■ Exercise passage
■ ■ ■ ■ ■ ■ ■

Composition Profiler: a tool for discovery and visualization of amino acid composition differences
1 Department of Computer Science and Engineering, University of California, Riverside, CA 92521, USA
2 Center for Computational Biology and Bioinformatics, Department of Biochemistry and Molecular Biology, Indiana University School of Medicine, Indianapolis, IN 46202, USA
3 Institute for Biological Instrumentation, Russian Academy of Sciences, 142290 Pushchino, Moscow Region, Russia
BMC Bioinformatics 2007, 8:211 doi:10.1186/1471-2105-8-211Published: 19 June 2007
Composition Profiler is a web-based tool for semi-automatic discovery of enrichment or depletion of amino acids, either individually or grouped by their physico-chemical or structural properties.

■ ■ ■ ■ ■ ■ ■

■ Tasks and exercises
a - Rewrite the Composition Profiler paragraph that begins "Composition Profiler is a web-based tool" as a short bulleted list that keeps its main facts.
b - Write a few sentences that continue the Composition Profiler text after its final sentence.
The items that come next are separate material and have no connection to the Composition Profiler text.

■ Extracted records
■ ■ ■ ■ ■ ■ ■

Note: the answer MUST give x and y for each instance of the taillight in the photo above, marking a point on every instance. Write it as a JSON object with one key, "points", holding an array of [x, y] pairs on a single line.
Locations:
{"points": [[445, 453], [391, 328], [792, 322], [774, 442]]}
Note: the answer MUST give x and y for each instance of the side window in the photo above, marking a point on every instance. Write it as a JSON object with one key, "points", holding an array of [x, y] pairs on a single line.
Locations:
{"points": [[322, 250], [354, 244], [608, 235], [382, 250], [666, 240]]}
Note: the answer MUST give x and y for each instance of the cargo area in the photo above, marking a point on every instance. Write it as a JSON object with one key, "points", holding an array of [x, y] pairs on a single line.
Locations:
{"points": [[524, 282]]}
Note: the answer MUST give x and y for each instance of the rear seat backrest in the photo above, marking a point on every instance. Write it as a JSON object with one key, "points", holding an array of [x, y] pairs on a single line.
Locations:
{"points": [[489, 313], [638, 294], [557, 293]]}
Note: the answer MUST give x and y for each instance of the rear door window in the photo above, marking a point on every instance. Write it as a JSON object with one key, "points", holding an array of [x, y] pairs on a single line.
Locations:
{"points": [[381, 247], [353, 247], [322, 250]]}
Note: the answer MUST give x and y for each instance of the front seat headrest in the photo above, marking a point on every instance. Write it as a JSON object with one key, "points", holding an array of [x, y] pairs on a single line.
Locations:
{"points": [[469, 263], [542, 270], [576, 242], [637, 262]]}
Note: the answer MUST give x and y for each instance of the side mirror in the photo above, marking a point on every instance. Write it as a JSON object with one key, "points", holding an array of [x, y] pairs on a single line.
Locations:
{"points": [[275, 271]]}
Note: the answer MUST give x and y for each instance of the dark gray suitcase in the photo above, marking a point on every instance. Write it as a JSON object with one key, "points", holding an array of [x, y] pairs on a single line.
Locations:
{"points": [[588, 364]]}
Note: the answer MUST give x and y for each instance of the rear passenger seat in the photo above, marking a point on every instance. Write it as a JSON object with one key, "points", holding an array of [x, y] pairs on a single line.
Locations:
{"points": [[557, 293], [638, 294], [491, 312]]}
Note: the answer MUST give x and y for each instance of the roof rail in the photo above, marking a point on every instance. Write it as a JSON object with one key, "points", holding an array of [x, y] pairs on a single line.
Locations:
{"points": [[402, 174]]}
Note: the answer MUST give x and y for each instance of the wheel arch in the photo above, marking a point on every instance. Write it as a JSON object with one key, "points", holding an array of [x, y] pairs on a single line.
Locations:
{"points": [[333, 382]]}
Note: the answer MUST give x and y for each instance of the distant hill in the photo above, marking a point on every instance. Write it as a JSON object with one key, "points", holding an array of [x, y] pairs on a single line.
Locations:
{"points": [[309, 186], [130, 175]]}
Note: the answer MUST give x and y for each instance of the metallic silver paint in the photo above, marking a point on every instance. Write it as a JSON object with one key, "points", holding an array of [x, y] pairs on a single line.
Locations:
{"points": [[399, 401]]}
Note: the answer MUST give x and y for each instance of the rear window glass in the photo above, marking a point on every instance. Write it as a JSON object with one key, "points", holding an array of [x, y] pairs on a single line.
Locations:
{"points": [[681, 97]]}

■ ■ ■ ■ ■ ■ ■

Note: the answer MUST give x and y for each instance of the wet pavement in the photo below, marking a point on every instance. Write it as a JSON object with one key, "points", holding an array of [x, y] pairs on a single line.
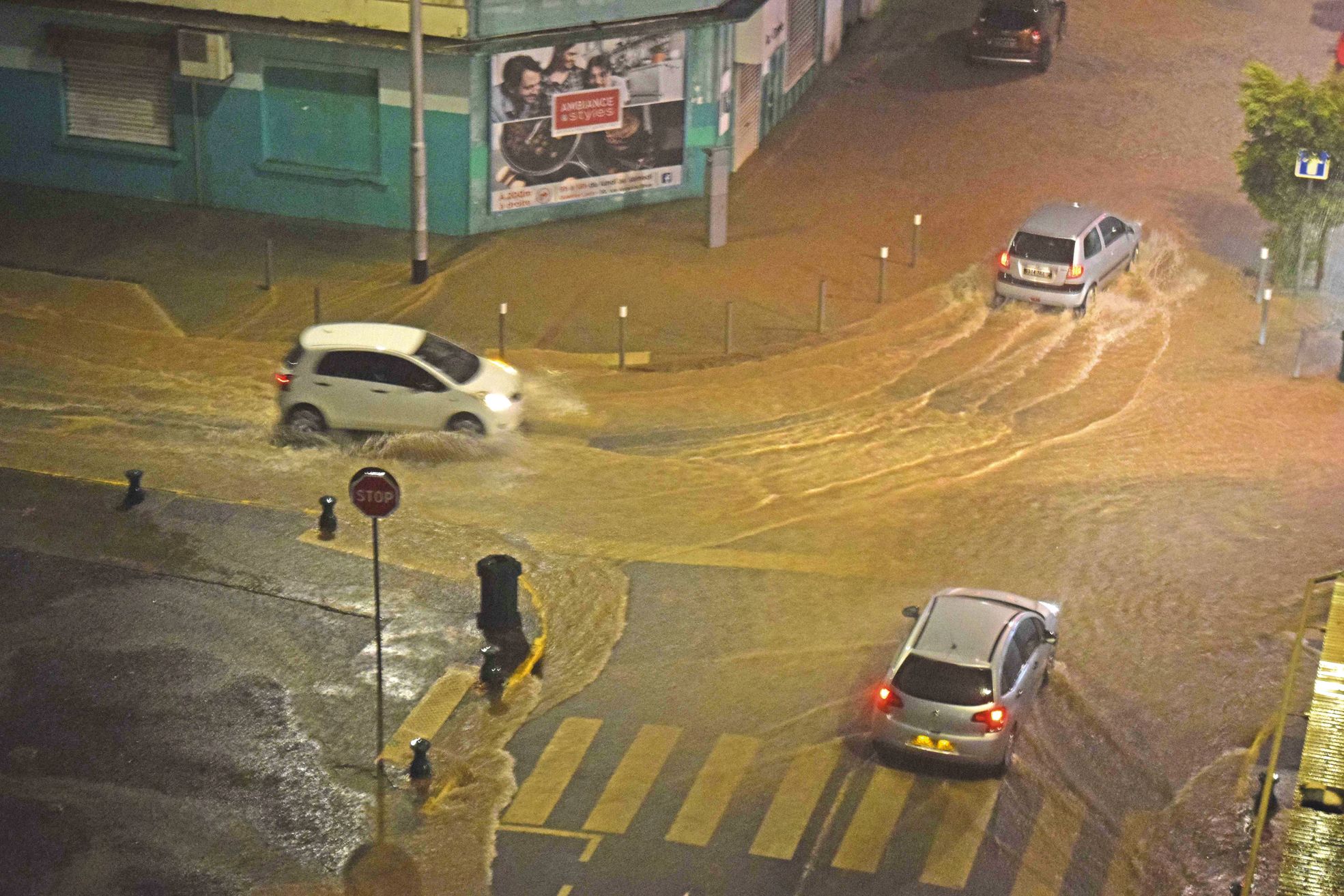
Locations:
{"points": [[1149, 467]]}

■ ■ ■ ■ ■ ■ ■

■ Responses
a -
- Web-based tool
- Semi-automatically discovers enrichment or depletion of amino acids
- Works on amino acids individually or grouped by physico-chemical or structural properties

b -
The program takes two samples of amino acids as input: a query sample and a reference sample. The latter provides a suitable background amino acid distribution, and should be chosen according to the nature of the query sample, for example, a standard protein database (e.g. SwissProt, PDB), a representative sample of proteins from the organism under study, or a group of proteins with a contrasting functional annotation. The results of the analysis of amino acid composition differences are summarized in textual and graphical form.
As an exploratory data mining tool, our software can be used to guide feature selection for protein function or structure predictors. For classes of proteins with significant differences in frequencies of amino acids having particular physico-chemical (e.g. hydrophobicity or charge) or structural (e.g. α helix propensity) properties, Composition Profiler can be used as a rough, light-weight visual classifier.